▸ **TASK STATEMENT**
Edit the records below by changing "bounding box coordinates" to "pixel coordinates" everywhere it occurs, leaving all other text unchanged.

Dataset records
+ + + + + + +
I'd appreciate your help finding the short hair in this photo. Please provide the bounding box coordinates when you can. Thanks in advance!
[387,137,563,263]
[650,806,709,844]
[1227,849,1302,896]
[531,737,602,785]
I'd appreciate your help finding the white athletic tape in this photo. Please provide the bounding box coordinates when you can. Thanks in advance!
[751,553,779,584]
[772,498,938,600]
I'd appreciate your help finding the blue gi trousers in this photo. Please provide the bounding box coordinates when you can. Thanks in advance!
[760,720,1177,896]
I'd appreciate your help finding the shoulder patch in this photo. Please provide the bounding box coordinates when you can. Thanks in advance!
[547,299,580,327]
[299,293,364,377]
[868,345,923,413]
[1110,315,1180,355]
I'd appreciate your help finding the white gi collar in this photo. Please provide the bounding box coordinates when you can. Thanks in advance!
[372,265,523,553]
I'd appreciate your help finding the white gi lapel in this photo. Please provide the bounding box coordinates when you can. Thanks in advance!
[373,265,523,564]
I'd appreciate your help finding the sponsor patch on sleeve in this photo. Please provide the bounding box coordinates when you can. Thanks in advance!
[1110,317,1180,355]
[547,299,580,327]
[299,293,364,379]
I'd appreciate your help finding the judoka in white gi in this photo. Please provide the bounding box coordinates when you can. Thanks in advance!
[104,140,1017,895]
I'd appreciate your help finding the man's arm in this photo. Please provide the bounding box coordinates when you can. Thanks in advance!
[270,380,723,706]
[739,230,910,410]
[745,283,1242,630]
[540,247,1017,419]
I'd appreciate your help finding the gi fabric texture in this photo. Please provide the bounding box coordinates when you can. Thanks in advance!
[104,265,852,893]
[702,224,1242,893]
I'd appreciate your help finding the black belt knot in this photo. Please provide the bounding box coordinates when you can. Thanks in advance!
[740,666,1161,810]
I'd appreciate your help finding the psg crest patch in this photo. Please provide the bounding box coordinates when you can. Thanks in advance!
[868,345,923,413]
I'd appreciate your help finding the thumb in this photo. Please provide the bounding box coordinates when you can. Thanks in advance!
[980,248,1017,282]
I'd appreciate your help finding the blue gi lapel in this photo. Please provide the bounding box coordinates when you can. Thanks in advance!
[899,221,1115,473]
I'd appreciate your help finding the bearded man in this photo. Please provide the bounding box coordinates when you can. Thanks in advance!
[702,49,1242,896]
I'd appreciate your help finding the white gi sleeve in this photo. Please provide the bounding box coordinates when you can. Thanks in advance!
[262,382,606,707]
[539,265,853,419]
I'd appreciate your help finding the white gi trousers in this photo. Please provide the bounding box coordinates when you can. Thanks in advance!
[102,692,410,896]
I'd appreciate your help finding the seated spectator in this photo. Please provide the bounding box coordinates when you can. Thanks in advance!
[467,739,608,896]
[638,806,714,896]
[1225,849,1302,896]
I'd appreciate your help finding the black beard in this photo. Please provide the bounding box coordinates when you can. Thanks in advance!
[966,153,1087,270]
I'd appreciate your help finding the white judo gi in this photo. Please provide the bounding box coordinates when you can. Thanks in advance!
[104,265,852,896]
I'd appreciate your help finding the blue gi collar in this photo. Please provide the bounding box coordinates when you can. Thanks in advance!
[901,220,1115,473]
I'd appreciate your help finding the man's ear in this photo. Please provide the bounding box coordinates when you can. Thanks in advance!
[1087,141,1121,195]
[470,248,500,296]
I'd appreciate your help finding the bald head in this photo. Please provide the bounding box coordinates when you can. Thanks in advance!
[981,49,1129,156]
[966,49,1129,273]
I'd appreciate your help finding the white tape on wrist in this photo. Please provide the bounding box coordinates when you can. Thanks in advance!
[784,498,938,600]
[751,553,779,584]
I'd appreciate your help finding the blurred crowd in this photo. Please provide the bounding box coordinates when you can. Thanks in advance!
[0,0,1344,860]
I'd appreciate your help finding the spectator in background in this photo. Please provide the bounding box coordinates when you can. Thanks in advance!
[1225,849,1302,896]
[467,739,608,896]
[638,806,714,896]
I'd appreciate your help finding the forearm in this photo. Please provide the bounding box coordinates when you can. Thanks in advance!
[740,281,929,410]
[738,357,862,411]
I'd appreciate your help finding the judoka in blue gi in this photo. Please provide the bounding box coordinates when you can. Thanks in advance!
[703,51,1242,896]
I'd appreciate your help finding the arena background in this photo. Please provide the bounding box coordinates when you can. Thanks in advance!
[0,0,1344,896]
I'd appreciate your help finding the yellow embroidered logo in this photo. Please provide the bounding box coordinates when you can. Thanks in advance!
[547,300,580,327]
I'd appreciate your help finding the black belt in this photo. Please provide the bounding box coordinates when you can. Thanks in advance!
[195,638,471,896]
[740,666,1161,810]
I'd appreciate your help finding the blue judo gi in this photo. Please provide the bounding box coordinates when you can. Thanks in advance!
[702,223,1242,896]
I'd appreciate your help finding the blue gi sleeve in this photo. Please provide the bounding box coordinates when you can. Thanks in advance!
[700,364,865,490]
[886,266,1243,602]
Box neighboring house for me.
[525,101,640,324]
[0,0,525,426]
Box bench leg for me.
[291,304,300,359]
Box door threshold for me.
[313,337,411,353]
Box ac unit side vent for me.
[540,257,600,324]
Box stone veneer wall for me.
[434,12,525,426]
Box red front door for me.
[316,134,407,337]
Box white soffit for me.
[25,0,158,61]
+ + + + + + +
▸ **FINISHED EXERCISE**
I'd appreciate your help finding the short hair in this photo. Please provide the pixel coordinates when you can. Thanks in advance!
[387,137,563,263]
[650,806,709,844]
[1227,849,1302,896]
[531,737,602,785]
I'd appreciate your help finding the white athletic tape in this photo. Please provide the pixel coordinates when you can. Thanks in advance!
[751,553,779,584]
[772,498,938,600]
I'd appreciate your help finding the blue gi trousers in this photo. Please provide the pixel coordinates when you can. Thanks in advance!
[760,720,1177,896]
I'd appreciate your help finding the shoulder patch in this photo. Please provide the pixel coordinates when you can. Thanks in advance!
[547,299,580,327]
[299,293,364,377]
[868,345,923,413]
[1110,315,1180,355]
I'd appreciate your help finding the white gi collar in this photo. Please provide the pixel coordinates when you can. Thanks in advance!
[372,265,523,553]
I'd appreciate your help finding the white gi lapel in this photo. Please provide the pixel coordinates when you can. Thanks in advance!
[373,265,523,564]
I'd appreciate your help finding the sponsor patch on sleeve in this photo. Please provide the pixel coordinates when you can. Thanks in advance!
[1110,317,1180,355]
[547,299,580,327]
[299,293,364,379]
I'd appreciate your help finding the judoka in white gi in this photo. Please provide the pixel coordinates when you can. Thanks in advance!
[104,140,1017,895]
I'd appreciate your help finding the man's arm in this photo. Please provide the pixel coordinates when you can. Thanks in advance!
[270,380,723,706]
[739,230,910,410]
[745,283,1242,630]
[540,247,1017,419]
I'd appreciate your help finding the gi fabric texture in this photo. Please provide the pixel coordinates when you can. Thanks in advance!
[104,265,852,893]
[702,224,1242,893]
I'd appreciate your help finding the black belt knot in this photo. Please provide the pixel coordinates when you can. Thanks in advance!
[740,666,1161,810]
I'd appreciate your help finding the psg crest patch in this photo. Please provide the pixel coordinates when you can. Thanks in advance!
[868,345,923,413]
I'd appreciate your help finding the thumb in this photo. Please provide the pixel coordinates when you can. Thanks in advance!
[980,248,1017,282]
I'd appreciate your help finding the blue gi lapel in this photo. Please provide the pixel coordinates when you can. Thanks in advance!
[899,221,1115,473]
I'd appreciate your help finding the bearded man in this photo. Please provide the pixel coordinates when you can. Thanks in advance!
[702,49,1242,896]
I'd appreciate your help finding the white gi sleeve in this photo. Please provide the pixel coordinates when you can. Thanks in advance!
[262,382,606,707]
[539,265,853,419]
I'd appreciate your help finding the white gi trousers in this photo. Please provide the pixel coordinates when you can. Thanks in advance!
[102,692,410,896]
I'd appreciate your help finding the seated spectator in this photo. Please provide the pixel coordinates when you can. Thanks in advance!
[467,739,608,896]
[638,806,714,896]
[1225,849,1302,896]
I'd appreciate your help finding the black beard in this photo. Please provide the pixel coordinates when you can. Thanks in advance!
[966,153,1087,270]
I'd appreciate your help finding the white judo gi in this photo. Please provide the pixel coordinates when you can. Thanks in advance!
[104,265,852,896]
I'd appreciate your help finding the blue gi collar in this photo. Please provide the pixel coordinates when you can. Thanks in advance!
[901,220,1115,473]
I'd appreciate your help finding the man's ear in this photo. Please provide the pixel coordinates when you can. Thanks in advance!
[1087,141,1121,195]
[470,248,500,296]
I'd appreciate your help finding the bald head in this photo. Please provide the pixel coordinates when you can. Thanks in advance!
[981,49,1129,156]
[966,49,1129,273]
I'd appreciate your help finding the white tape on wrist in this photo. Please provide the pixel coordinates when you can. Thanks in advance!
[784,498,938,600]
[751,553,779,584]
I'd appreciate your help finding the blurred crowd in this photo. Please provide the pixel coordinates when you can. Thanks in advance!
[0,0,1344,860]
I'd appreciate your help finding the spectator in background in this photo. Please provide the pixel coordinates when you can. Thanks in advance!
[1225,849,1302,896]
[467,739,608,896]
[638,806,714,896]
I'd appreciate your help finding the forearm in this photo. Please provide the pixel coordinates when you can. Thanks in advance!
[740,281,929,410]
[738,357,862,411]
I'd appreciate your help finding the judoka in blue gi in this photo. Please provide the pixel coordinates when you can. Thanks in advance!
[703,51,1242,896]
I'd appreciate your help finding the arena background in this photo. Please provide the pixel coordinates when you can. Thanks in advance!
[0,0,1344,896]
I'd appreciate your help finding the yellow embroidered logo in this photo. Please provide the pixel coordinates when you can. Thanks in advance!
[547,300,580,327]
I'd appreciate your help finding the black belt in this photo. Please provide the pixel coordinates when you can. Thanks in advance!
[195,638,471,896]
[740,666,1161,810]
I'd appreciate your help finding the blue judo gi in this photo. Please provide the pixel coordinates when you can. Thanks in advance!
[702,223,1242,896]
I'd appreciate your help finding the blue gi sleeve in this photo. Please provide the pixel coordinates when you can. Thanks in advance!
[700,364,865,490]
[886,266,1243,602]
Box neighboring house for me.
[525,101,640,324]
[0,0,525,426]
Box bench leg for me.
[291,304,300,359]
Box door threshold for me.
[313,337,411,353]
Box ac unit side vent for me.
[540,257,600,324]
Box stone veneer wall for me.
[434,12,525,426]
Box red front door for me.
[316,134,407,337]
Box white soffit for me.
[25,0,158,61]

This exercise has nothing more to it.